__Text passage__.
-*-*-

I built a five-dimension framework to measure ethics governance depth:

DimensionWhat It Captures
E1 Framework DepthSpecificity of principles, coherent ethical vision
E2 Rights ProtectionPrivacy, non-discrimination, human oversight, due process
E3 Participatory GovernancePublic consultation, multi-stakeholder processes
E4 OperationalisationConcrete requirements, compliance mechanisms, enforcement
E5 InclusionRepresentation of marginalized groups, accessibility

Each scored 0–4. A score of 2 means “mentioned”; a score of 4 means “comprehensive operationalization with concrete mechanisms.”

The LLM ensemble (Claude Sonnet 4, GPT-4o, Gemini Flash 2.0) achieved ICC = 0.827—excellent inter-rater reliability, comparable to expert human agreement.


The Numbers Are Grim

Mean ethics score: 0.61 out of 4.0. That’s barely above “mentioned.” Median is 0.40.

36.3% of policies score exactly zero on ethics. They address AI through purely technical lenses—procurement specs, interoperability standards—without engaging normative questions at all.

-*-*-

__Problems to solve__.
• 1. Answer these about the text on ethics governance scores:
(a) On the 0–4 scale, what does a score of 2 mean?
(b) What is the mean ethics score?
(c) What share of policies score exactly zero on ethics?
• 2. Carry on writing the text on ethics governance scores, starting right after its last sentence.
The items after this come from a separate source.

-*-*-

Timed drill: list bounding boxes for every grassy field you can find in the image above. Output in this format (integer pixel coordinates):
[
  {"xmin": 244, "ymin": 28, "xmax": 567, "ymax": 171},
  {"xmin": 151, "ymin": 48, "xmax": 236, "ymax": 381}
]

-*-*-

__Answers for the tasks__.
• 1.
(a) "Mentioned."
(b) 0.61 out of 4.0.
(c) 36.3%.

• 2.
The Operationalisation dimension (E4) scores lowest. Policies invoke “fairness” and “accountability” without specifying what fairness means in public procurement, who’s accountable when an algorithm fails, or how compliance gets enforced.

What Selbst and colleagues called “fairness gerrymandering”—proclaiming commitment without operational definitions—characterizes most of global AI ethics governance.


The Income Gap That Isn’t

This is where it gets interesting. Conventional wisdom says wealthy countries have more sophisticated ethics governance. The naive analysis supports this: high-income countries average 0.65 on ethics; developing countries average 0.49. Effect size d = 0.20, statistically significant.

But the variance decomposition tells a different story. 99% of variation occurs within income groups. Tunisia, Brazil, and Canada all achieve high scores. The UK and some wealthy Asian economies score lower than their GDP would predict.

And when you control for documentation quality—restricting to policies with at least 500 words of substantive text—the income gap doesn’t just shrink. It reverses sign. Developing countries with adequate documentation slightly outperform wealthy countries (d = -0.09, not significant).

The apparent gap in the full sample is a measurement artifact. Developing country policies often exist as brief announcements or summaries. When text is available, their ethics commitments match or exceed wealthy nations.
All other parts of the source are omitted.